— start of Extract —
E.p. implies no gravitational shielding?; Feynman?

[atyy]

Hmmm, maybe shielding in classical electrostatics is quantum mechanical. After all, it requires the existence of conductors - materials which constrain the movement of positive and negative charges to a surface.

So it requires

1) Existence of Gauss's law and curl free fields
2) Existence of a material that can guarantee by its nature isopotentiality on its surface.

 

[bcrowell]

It's cool to see this thread drawing some intense discussion!

PAllen, the customary style on PF is to http://en.wikipedia.org/wiki/Top-posting#Bottom-posting". I suppose this comes from the fact that some PF old-timers are refugees from usenet, where bottom-posting is customary. Other than that, there is the fact that God hates top-posters and makes them burn in Hell for all eternity.

This occurs only in electrostatics, and not in electrodynamics.

I think GR is "closer" to electrodynamics than to electrostatics.

If there is no shielding in electrodynamics in which there is no EP (I think), then it is clear there can be factors other than the EP that forbid shielding.

Hmm...well, there is certainly shielding in the case of electrostatics/magnetostatics, i.e., no radiation fields. If you throw radiation into the mix, then there are forms of shielding that would shield against UV (sunscreen), visible light (duct tape), x-rays (lead), ... Maybe you could say in more detail what you mean by the assertion that there is no shielding in electrodynamics. Is this something to do with classical EM versus quantized EM?

 

[atyy]

Hmm...well, there is certainly shielding in the case of electrostatics/magnetostatics, i.e., no radiation fields. If you throw radiation into the mix, then there are forms of shielding that would shield against UV (sunscreen), visible light (duct tape), x-rays (lead), ... Maybe you could say in more detail what you mean by the assertion that there is no shielding in electrodynamics. Is this something to do with classical EM versus quantized EM?
— end of Extract —
— start of Provided material —
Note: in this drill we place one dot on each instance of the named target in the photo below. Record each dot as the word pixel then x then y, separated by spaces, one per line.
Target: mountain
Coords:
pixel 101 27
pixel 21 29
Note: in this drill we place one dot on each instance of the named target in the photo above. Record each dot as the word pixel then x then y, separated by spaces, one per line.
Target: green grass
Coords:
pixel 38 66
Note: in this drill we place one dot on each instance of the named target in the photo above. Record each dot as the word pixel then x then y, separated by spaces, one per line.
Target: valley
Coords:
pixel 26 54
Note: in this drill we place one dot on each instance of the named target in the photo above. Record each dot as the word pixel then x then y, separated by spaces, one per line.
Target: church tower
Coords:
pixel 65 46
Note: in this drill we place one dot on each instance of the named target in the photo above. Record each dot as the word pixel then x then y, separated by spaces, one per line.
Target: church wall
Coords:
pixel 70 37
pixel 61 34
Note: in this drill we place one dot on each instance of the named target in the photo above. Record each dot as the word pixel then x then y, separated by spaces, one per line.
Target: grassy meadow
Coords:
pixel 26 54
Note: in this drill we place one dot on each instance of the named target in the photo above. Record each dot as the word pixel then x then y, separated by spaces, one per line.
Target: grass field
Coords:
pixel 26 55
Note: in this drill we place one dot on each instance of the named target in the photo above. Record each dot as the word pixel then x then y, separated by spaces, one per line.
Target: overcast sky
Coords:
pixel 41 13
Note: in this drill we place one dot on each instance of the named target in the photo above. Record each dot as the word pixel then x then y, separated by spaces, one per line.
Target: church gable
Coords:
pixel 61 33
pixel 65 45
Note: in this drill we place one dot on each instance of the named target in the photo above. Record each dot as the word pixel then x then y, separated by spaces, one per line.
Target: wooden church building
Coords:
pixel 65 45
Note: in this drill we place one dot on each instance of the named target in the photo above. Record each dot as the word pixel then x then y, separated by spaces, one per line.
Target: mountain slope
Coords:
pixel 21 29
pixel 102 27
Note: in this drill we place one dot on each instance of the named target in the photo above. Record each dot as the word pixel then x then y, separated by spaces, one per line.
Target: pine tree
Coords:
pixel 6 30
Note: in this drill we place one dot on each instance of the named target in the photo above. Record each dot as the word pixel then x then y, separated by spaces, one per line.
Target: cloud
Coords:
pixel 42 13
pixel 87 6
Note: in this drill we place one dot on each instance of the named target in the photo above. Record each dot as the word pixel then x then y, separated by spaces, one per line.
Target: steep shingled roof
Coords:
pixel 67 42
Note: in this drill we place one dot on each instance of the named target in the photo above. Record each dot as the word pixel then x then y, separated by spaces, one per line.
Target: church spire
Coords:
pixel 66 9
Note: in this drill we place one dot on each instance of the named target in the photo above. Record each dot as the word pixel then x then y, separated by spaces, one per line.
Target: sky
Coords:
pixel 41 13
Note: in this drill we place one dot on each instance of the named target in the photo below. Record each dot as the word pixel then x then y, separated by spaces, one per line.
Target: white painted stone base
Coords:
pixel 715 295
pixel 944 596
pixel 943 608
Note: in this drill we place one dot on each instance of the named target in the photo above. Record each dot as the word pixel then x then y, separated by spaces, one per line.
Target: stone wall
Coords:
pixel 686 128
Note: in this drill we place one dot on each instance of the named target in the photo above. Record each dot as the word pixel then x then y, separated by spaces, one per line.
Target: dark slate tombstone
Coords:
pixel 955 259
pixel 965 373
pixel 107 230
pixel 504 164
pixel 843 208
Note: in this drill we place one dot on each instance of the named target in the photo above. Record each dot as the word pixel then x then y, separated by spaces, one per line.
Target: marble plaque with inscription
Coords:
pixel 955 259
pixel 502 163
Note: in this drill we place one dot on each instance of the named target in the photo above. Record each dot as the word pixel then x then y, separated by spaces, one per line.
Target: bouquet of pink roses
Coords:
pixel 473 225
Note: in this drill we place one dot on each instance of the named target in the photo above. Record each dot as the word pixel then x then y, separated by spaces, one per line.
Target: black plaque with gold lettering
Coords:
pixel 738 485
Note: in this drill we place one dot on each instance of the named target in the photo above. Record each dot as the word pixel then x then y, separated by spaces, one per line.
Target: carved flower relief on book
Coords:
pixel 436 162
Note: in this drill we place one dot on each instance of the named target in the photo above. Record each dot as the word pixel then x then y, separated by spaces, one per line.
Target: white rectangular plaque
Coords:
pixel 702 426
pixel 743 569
— end of Provided material —
From the forum thread on gravitational shielding, extract the passage between "Hmmm, maybe shielding" and "on its surface.", inclusive. The items were taken from a different source than the forum thread.

» Written reply:
Hmmm, maybe shielding in classical electrostatics is quantum mechanical. After all, it requires the existence of conductors - materials which constrain the movement of positive and negative charges to a surface.

So it requires

1) Existence of Gauss's law and curl free fields
2) Existence of a material that can guarantee by its nature isopotentiality on its surface.